* _SOURCE DOCUMENT_
┌──

Embracing one's inner housewife and admiring one's reflection in the glass ceiling, as Flanagan would have women do, is straitjacketing one's potential and submitting to a kinder, gentler purdah:

Bounding home is not good for women and it's not good for the society. The women aren't using their capacities fully; their so-called free choice makes them unfree dependents on their husbands. Whether they leave the workplace altogether or just cut back their commitment, their talent and education are lost from the public world to the private world of laundry and kissing boo-boos. The abandonment of the public world by women at the top means the ruling class is overwhelmingly male. If the rulers are male, they will make mistakes that benefit males. Picture an all-male Supreme Court. We may well go back there. What will that mean for the women of America?

Despite her subtitle, Hirshman's manifesto is not aimed at the women of the world, but at the upper stratum of intelligent, educated, affluent women who cast aside their college degrees to kiss boo-boos and keep their rugrats entertained. "These educated and privileged women matter. They matter because they are the most likely women to become the rising stars of the new economy--the future senators, deal makers, newspaper editors, research scientists, policy makers, television writers and movie producers, university presidents, and Supreme Court justices." When such women opt out, they cheat themselves and deprive the future of their full worth. Hirshman is particularly scathing about a Harvard graduate who sketches her life as a stay-at-home mom as a merry-go-round of painting, biking, writing letters to editors and elected officials, playing tag and climbing trees with the kids. "My correspondent's life does have a certain Tom Sawyerish quality to it," Hirshman concedes, "but she has no power in the world. Why would the congressmen she writes to listen to someone whose life so resembles that of a toddler's, Harvard degree or no?"

So an “educated and privileged” woman, a true feminist, works or else “cheats herself”. Why should anyone listen to this woman “whose life resembles a toddlers”?

My life resembles a toddler’s and I lack power at home. I’m not sure what to say to that. It is true that by relying on my husband's income, my (and his) economic wings have been clipped. We both must be far more careful financially because we rely on one income. Her premise assumes I couldn't work if I wanted to, but I could. While I choose to rely on him, he is choosing to rely on me for a whole host of other responsibilities beyond financial. He understands that he would have to pay for many services had I not chosen to stay home. He also knows, as do I, that there are some things Visa can't buy and care for a child like a loving (healthy, balanced) mother cares for her own child is one of them.

└──

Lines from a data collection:
┌──

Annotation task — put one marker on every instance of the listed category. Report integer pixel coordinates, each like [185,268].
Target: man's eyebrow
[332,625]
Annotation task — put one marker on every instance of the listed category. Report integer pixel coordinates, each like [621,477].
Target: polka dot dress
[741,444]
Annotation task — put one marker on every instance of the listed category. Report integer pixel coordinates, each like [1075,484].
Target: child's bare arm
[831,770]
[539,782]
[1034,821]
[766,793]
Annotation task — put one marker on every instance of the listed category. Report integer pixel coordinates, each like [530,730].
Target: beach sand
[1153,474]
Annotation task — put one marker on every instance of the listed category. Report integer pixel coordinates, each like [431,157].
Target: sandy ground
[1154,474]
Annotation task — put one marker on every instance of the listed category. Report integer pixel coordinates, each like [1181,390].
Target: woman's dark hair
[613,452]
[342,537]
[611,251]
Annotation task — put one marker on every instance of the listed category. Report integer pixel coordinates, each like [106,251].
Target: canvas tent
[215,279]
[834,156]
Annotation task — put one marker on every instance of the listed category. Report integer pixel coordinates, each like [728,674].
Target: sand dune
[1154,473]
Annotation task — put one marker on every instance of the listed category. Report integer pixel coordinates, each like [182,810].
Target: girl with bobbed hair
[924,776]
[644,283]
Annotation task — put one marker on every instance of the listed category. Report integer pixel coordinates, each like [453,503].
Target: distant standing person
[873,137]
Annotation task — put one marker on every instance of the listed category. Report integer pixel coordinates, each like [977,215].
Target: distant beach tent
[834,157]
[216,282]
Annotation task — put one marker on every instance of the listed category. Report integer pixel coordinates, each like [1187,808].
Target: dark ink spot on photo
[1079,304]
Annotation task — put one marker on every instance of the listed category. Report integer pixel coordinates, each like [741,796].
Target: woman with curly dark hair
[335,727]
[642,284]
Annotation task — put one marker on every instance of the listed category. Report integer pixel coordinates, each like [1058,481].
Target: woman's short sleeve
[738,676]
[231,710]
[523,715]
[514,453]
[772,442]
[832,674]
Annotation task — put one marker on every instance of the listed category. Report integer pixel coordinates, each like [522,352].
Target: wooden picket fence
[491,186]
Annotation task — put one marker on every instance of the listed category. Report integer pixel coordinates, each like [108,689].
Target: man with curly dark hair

└──

* _REQUIRED ACTIONS_
A: Repeat word for word the portion of the essay on stay-at-home mothers between "Embracing one's inner" and "women of America?", inclusive.
B: Carry the essay on stay-at-home mothers forward from its last sentence.
None of these lines are needed.

* _PER-TASK OUTPUTS_
A:
Embracing one's inner housewife and admiring one's reflection in the glass ceiling, as Flanagan would have women do, is straitjacketing one's potential and submitting to a kinder, gentler purdah:

Bounding home is not good for women and it's not good for the society. The women aren't using their capacities fully; their so-called free choice makes them unfree dependents on their husbands. Whether they leave the workplace altogether or just cut back their commitment, their talent and education are lost from the public world to the private world of laundry and kissing boo-boos. The abandonment of the public world by women at the top means the ruling class is overwhelmingly male. If the rulers are male, they will make mistakes that benefit males. Picture an all-male Supreme Court. We may well go back there. What will that mean for the women of America?

B:
While I might not be making a ton of cash these days--thus diminishing my power according to Ms. Hirshman, I’m active in the wider world now more than ever. Technology has helped that. Through the Internet, through email, the stay-at-home moms I know are far from intellectual noodles. They are connected, intelligent forces for change.

What is the great thing about technology’s affect on motherhood? I could be connected while having a baby at my breast. How’s that for equality? I can have my baby and my business, too.

A mother of an autistic child friend of mine, a CPA, has founded from the bottom up an advocacy organization for parents. She is changing the world one family and one law at a time. Does the fact that she isn’t pulling down 100K a year diminish her contribution? She has applied her formidable intelligence and drive to a very society-changing enterprise.

With technology the way it is, a woman can have a huge worldwide impact in ways that couldn’t happen even ten years ago. It is possible to personally mother and publically influence simultaneously now, like it was never possible before.

Even still if a woman choses not to engage the public forum via technology or by working and chooses to follow her breasts to home and hearth, is she not a feminist? Does anyone find it ironic that breasts, the quintessential female form, impede success as defined by a feminist woman?